In the records that follow, locate every line with "blue" and extract it.

=== Section Start ===

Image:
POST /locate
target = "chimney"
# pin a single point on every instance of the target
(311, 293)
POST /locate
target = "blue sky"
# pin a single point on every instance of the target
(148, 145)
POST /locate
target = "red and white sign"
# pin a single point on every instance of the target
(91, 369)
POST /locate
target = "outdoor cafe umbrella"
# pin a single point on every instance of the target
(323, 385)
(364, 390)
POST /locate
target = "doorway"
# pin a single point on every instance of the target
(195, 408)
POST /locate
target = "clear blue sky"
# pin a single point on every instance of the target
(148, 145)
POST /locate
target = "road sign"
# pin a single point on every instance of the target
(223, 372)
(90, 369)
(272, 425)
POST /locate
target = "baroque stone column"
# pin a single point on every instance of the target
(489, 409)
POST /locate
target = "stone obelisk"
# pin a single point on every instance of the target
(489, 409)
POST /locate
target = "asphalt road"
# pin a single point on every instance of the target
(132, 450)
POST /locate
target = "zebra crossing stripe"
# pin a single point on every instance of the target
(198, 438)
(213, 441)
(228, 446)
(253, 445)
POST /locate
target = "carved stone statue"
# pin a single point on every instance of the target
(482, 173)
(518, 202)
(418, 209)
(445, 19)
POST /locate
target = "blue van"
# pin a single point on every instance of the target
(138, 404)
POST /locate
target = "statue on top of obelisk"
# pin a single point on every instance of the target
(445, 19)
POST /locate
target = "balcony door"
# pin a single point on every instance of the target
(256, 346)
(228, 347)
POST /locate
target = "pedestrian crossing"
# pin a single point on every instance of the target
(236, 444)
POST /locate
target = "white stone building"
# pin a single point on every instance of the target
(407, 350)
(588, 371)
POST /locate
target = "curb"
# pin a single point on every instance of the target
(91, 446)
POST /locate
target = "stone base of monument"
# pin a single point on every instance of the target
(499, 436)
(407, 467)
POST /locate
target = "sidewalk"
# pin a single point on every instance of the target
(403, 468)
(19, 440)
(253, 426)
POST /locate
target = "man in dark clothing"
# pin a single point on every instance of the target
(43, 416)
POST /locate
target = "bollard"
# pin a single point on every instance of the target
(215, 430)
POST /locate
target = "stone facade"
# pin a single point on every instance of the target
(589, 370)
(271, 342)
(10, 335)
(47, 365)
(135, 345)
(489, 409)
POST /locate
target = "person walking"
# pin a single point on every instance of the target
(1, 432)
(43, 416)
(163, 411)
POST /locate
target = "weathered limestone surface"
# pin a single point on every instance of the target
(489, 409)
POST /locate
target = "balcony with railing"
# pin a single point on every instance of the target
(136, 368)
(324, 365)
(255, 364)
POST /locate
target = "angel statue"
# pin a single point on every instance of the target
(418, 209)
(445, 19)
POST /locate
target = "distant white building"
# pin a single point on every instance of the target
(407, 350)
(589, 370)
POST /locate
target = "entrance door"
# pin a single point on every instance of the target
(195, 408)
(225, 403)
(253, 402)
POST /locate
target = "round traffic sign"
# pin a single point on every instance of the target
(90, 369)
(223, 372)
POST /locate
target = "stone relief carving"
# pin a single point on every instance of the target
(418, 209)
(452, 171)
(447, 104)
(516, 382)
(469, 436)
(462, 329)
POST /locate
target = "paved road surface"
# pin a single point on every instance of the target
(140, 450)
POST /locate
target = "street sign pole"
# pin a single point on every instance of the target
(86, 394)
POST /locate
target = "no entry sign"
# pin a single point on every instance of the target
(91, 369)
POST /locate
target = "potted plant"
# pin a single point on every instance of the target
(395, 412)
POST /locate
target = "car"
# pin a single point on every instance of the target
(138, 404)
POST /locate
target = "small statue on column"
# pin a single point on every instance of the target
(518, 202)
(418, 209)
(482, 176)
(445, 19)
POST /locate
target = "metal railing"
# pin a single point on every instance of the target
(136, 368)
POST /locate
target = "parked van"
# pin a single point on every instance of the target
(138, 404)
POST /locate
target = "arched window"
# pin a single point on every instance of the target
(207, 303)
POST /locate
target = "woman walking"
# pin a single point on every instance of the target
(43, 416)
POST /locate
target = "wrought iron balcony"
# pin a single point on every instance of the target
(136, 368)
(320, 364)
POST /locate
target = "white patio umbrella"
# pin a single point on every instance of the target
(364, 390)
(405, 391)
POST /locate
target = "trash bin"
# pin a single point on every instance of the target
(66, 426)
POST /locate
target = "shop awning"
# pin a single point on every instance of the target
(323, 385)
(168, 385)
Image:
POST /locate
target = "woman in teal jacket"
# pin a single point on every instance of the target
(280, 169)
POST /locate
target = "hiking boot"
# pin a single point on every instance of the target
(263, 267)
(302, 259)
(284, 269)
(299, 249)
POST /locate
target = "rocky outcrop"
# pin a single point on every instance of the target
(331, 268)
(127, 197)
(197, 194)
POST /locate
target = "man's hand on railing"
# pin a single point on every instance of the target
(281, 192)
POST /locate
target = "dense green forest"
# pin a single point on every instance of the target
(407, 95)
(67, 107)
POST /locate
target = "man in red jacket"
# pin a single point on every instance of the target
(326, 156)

=== Section End ===

SOLUTION TO THIS EXERCISE –
target = "blue sky"
target = "clear blue sky"
target = "blue van"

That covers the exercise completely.